Prompt: The listing below is to be transcribed exactly.

Dataset:
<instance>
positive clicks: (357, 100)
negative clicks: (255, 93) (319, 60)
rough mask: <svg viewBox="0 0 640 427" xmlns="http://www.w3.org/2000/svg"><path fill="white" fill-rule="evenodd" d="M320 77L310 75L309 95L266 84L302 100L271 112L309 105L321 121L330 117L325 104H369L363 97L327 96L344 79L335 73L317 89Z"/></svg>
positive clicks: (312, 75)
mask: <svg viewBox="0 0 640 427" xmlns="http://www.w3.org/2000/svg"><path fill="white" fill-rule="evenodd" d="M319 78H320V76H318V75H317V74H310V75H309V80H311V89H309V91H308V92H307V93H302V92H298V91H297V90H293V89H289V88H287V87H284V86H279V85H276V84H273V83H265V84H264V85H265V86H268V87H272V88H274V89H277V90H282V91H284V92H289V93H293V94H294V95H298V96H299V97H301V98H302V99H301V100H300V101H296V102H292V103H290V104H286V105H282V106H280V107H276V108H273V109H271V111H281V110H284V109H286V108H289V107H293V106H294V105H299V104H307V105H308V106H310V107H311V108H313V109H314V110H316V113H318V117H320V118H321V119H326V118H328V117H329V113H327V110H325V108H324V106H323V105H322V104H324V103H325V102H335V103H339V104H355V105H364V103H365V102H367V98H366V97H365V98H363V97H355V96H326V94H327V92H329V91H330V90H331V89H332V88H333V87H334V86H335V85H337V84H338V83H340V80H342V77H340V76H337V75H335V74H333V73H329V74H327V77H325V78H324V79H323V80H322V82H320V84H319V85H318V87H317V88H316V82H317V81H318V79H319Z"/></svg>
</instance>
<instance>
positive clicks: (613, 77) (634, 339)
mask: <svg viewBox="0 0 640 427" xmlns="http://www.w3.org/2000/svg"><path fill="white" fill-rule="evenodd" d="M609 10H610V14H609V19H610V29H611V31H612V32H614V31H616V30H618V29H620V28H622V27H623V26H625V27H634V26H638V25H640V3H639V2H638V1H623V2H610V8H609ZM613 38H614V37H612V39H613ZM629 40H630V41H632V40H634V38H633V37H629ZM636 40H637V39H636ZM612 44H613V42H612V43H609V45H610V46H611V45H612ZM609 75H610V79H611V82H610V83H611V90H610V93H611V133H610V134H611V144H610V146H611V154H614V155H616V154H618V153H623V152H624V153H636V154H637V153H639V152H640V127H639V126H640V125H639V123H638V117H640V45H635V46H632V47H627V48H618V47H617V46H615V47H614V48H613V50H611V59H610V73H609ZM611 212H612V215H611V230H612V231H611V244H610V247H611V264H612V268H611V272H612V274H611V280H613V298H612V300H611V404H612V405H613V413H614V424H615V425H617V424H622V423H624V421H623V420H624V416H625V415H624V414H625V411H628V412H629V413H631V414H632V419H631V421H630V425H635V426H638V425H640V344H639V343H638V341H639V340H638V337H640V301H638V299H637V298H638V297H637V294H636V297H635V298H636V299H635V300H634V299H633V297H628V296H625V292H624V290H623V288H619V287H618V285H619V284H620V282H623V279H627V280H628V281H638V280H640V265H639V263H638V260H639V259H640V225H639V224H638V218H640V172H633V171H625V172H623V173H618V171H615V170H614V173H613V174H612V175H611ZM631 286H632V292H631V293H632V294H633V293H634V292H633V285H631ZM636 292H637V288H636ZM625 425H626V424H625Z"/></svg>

Output:
<instance>
positive clicks: (357, 100)
negative clicks: (255, 93) (319, 60)
rough mask: <svg viewBox="0 0 640 427" xmlns="http://www.w3.org/2000/svg"><path fill="white" fill-rule="evenodd" d="M320 77L310 75L309 95L266 84L302 100L271 112L309 105L321 121L330 117L325 104H369L363 97L327 96L344 79L335 73L317 89Z"/></svg>
positive clicks: (312, 75)
mask: <svg viewBox="0 0 640 427" xmlns="http://www.w3.org/2000/svg"><path fill="white" fill-rule="evenodd" d="M319 78H320V76H318V75H317V74H310V75H309V80H311V89H309V91H308V92H307V93H302V92H298V91H297V90H293V89H289V88H287V87H284V86H279V85H276V84H273V83H265V84H264V85H265V86H268V87H272V88H274V89H277V90H282V91H284V92H289V93H293V94H294V95H298V96H299V97H301V98H302V99H301V100H300V101H296V102H292V103H290V104H286V105H282V106H280V107H276V108H273V109H271V111H281V110H284V109H286V108H289V107H293V106H294V105H299V104H307V105H308V106H310V107H311V108H313V109H314V110H316V113H318V117H320V118H321V119H326V118H328V117H329V113H327V110H325V108H324V106H323V105H322V104H324V103H325V102H335V103H339V104H355V105H364V103H365V102H367V98H366V97H365V98H363V97H355V96H326V94H327V92H329V91H330V90H331V89H332V88H333V87H334V86H335V85H337V84H338V83H340V80H342V77H340V76H337V75H335V74H333V73H329V74H327V77H325V78H324V79H323V80H322V82H320V84H319V85H318V87H317V88H316V82H317V81H318V79H319Z"/></svg>
</instance>
<instance>
positive clicks: (613, 77) (634, 339)
mask: <svg viewBox="0 0 640 427" xmlns="http://www.w3.org/2000/svg"><path fill="white" fill-rule="evenodd" d="M609 10H610V14H609V19H610V29H611V31H612V32H614V31H616V30H618V29H620V28H622V27H623V26H625V27H634V26H638V25H640V3H639V2H638V1H623V2H610V8H609ZM613 38H614V37H612V39H613ZM629 40H630V41H632V40H634V38H633V37H629ZM636 40H637V39H636ZM612 44H613V42H612V43H609V45H610V46H611V45H612ZM609 75H610V79H611V82H610V83H611V90H610V93H611V133H610V134H611V144H610V146H611V154H614V155H616V154H618V153H623V152H624V153H636V154H637V153H639V152H640V127H639V126H640V125H639V123H638V117H640V45H635V46H632V47H627V48H618V47H617V46H615V47H614V48H613V50H611V59H610V73H609ZM611 212H612V215H611V230H612V231H611V244H610V247H611V264H612V268H611V272H612V274H611V280H613V298H612V300H611V404H612V405H613V413H614V424H615V425H617V424H622V423H624V421H623V420H624V416H625V415H624V414H625V411H628V412H629V413H631V414H632V419H631V421H630V425H635V426H638V425H640V344H639V343H638V341H639V340H638V337H640V301H638V299H637V298H638V297H637V294H636V297H635V298H636V299H635V300H634V299H633V297H628V296H625V292H624V290H623V288H619V287H618V285H619V284H620V282H623V279H627V280H628V281H638V280H640V265H639V263H638V260H639V259H640V225H639V224H638V218H640V172H633V171H625V172H623V173H618V171H615V170H614V173H613V174H612V175H611ZM631 286H632V292H631V293H632V294H633V293H634V292H633V285H631ZM636 292H637V288H636ZM625 425H626V424H625Z"/></svg>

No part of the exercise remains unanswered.